◆ Task list ◆
1. From the text on caterpillar molting, list in order each step of a molt described in the paragraph that begins "At a certain point in growth".
2. Write a continuation of the text on caterpillar molting, starting after its final sentence.

◆ Text shown ◆
>>>

Although some species do fine if they are moved when their legs are locked in the silk, moving some species at this time is a death sentence. Monarch caterpillars normally do well when moved while they are molting.
Although caterpillars grow, their skin/cuticle does not grow. This would present a dilemma if it was not for the fact that caterpillars molt.
At a certain point in growth, they lay a mat of silk on an object and lightly lock their legs into it. They release enzymes that dissolve the inner layer of their cuticle. After about a day, the caterpillar’s cuticle splits above the thorax and the caterpillar literally crawls out. Underneath is a new cuticle, a bit baggier and will fill out to a larger size.
It is fairly obvious when a caterpillar is preparing to molt. They withdraw their heads from their head capsules, causing a larger bulge than normal behind the head capsule.
The old head capsule sits on the face of the caterpillar, much like a doctor’s mask.

<<<

◆ Given information ◆
>>>

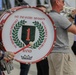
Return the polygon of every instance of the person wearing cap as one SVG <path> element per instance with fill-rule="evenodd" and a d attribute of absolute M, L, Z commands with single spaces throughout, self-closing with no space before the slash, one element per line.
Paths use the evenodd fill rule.
<path fill-rule="evenodd" d="M 56 27 L 56 42 L 48 56 L 49 75 L 76 75 L 76 57 L 69 47 L 68 38 L 68 32 L 76 35 L 76 26 L 60 14 L 64 0 L 50 0 L 50 3 L 52 10 L 49 16 Z"/>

<<<

◆ Task responses ◆
1.
1. The caterpillar lays a mat of silk on an object.
2. It lightly locks its legs into the silk.
3. It releases enzymes that dissolve the inner layer of its cuticle.
4. After about a day, the cuticle splits above the thorax.
5. The caterpillar crawls out, revealing a new, baggier cuticle that will fill out to a larger size.

2.
The caterpillar literally crawls out of its cuticle, raising its hind prolegs high to completely leave the old cuticle behind.
Some species will eat their old cuticle. Others will leave it behind.
A few species leave their old cuticles behind in this manner (below). The old cuticles look as if the caterpillars died and are just dried up, hanging from the plant.
Many species leave their host plants to molt. This can cause confusion to enthusiasts who find a new-to-them species of caterpillar and aren’t sure what to feed them. Gulf Fritillary caterpillars are notorious for molting off their plants.